What is being asked:
Each entry must be reproduced precisely as it stands.

(Items listed in a dataset)
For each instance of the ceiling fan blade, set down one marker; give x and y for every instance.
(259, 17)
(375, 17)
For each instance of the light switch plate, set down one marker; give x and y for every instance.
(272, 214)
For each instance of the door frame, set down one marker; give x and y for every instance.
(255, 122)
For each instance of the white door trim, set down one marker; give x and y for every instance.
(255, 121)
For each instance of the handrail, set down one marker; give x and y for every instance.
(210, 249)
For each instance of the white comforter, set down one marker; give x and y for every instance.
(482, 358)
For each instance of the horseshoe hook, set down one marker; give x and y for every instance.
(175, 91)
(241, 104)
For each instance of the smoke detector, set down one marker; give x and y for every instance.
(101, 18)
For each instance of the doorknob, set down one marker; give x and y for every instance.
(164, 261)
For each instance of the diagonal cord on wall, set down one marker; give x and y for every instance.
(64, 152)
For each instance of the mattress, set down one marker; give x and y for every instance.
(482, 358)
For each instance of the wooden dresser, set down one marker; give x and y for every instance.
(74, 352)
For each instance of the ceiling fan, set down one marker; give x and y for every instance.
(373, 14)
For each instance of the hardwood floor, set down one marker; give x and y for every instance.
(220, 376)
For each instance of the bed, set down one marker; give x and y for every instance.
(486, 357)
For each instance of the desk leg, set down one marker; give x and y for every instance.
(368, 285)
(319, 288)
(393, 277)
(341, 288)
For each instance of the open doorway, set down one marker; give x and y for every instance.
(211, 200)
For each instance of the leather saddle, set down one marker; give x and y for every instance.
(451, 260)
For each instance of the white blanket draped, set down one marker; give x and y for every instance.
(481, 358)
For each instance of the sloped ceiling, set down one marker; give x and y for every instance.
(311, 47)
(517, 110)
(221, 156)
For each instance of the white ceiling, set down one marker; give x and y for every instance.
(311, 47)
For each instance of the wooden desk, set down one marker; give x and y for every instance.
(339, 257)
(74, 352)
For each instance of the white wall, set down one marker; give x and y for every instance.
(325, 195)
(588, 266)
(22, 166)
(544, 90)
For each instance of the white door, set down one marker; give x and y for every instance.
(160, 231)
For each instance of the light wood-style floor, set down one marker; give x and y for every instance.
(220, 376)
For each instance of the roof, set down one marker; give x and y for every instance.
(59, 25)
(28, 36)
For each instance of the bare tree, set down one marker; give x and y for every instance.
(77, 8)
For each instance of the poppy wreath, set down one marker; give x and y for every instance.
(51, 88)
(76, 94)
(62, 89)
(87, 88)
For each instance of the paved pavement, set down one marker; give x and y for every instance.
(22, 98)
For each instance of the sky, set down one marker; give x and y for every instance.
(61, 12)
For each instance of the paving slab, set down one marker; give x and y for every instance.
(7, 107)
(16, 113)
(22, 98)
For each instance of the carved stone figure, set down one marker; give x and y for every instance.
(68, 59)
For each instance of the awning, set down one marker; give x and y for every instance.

Answer to this exercise:
For each instance of the ceiling fan blade, set down one marker; give x and y for every instance.
(259, 17)
(375, 17)
For each instance of the light switch plate, set down one marker; give x and y for every instance.
(272, 214)
For each instance of the door frame, set down one marker; give x and y for every instance.
(255, 122)
For each instance of the white door trim, set down one marker; give x and y for every instance.
(255, 121)
For each instance of the handrail, set down one marker; give x and y for every instance.
(210, 249)
For each instance of the white comforter, set down one marker; give x and y for every instance.
(482, 358)
For each instance of the horseshoe hook, set down one marker; give x and y for every instance.
(175, 91)
(241, 104)
For each instance of the smoke detector, set down one marker; give x and y for every instance.
(101, 18)
For each instance of the doorknob, set down one marker; give x and y for every instance.
(164, 261)
For each instance of the diagonal cord on wall, set down one marker; give x and y for every instance.
(64, 152)
For each instance of the mattress, set down one marker; give x and y for every instance.
(482, 358)
For each instance of the wooden dresser, set down one marker; give x and y for every instance.
(74, 352)
For each instance of the ceiling fan, set down one marker; give x and y for every instance.
(373, 14)
For each instance of the hardwood floor, set down one marker; give x and y for every instance.
(220, 376)
For each instance of the bed, set down one marker; give x and y for every instance.
(486, 357)
For each instance of the desk leg, set down one marker; give x and y for every instance.
(368, 285)
(319, 288)
(393, 277)
(341, 288)
For each instance of the open doorway, set down one marker; give x and y for every instance.
(211, 200)
For each instance of the leather saddle, set down one marker; give x and y for every instance.
(451, 260)
For each instance of the white blanket draped, set down one marker; give x and y for every instance.
(481, 358)
For each instance of the sloped ceiling, set down one marker; give x and y for every instance.
(311, 47)
(517, 110)
(221, 156)
For each instance of the white ceiling, set down one marker; give x and y for every instance.
(311, 47)
For each instance of the wooden desk, set down one marker; give x and y for every instance.
(339, 257)
(74, 352)
For each instance of the white wall, set down one marker; give x and y for every instance.
(325, 195)
(588, 266)
(22, 166)
(544, 90)
For each instance of the white door, set down one marker; give x and y for every instance.
(160, 231)
For each instance of the light wood-style floor, set down one marker; give x and y for every instance.
(220, 376)
For each instance of the roof, set down one marker; give x and y for every instance.
(59, 25)
(28, 36)
For each instance of the bare tree, set down one marker; give x and y for every instance.
(77, 8)
For each instance of the poppy wreath, set down one marker; give x and y for every instance.
(51, 88)
(76, 94)
(62, 89)
(87, 88)
For each instance of the paved pavement, set down one marker; give x and y for every instance.
(22, 98)
For each instance of the sky, set down one marker; give x and y for every instance.
(61, 12)
For each instance of the paving slab, set down one marker; give x and y for every instance.
(7, 107)
(16, 113)
(22, 98)
For each instance of the carved stone figure, set down one marker; give x and y for every instance.
(68, 59)
For each instance of the awning, set down one marker; give x and y for every instance.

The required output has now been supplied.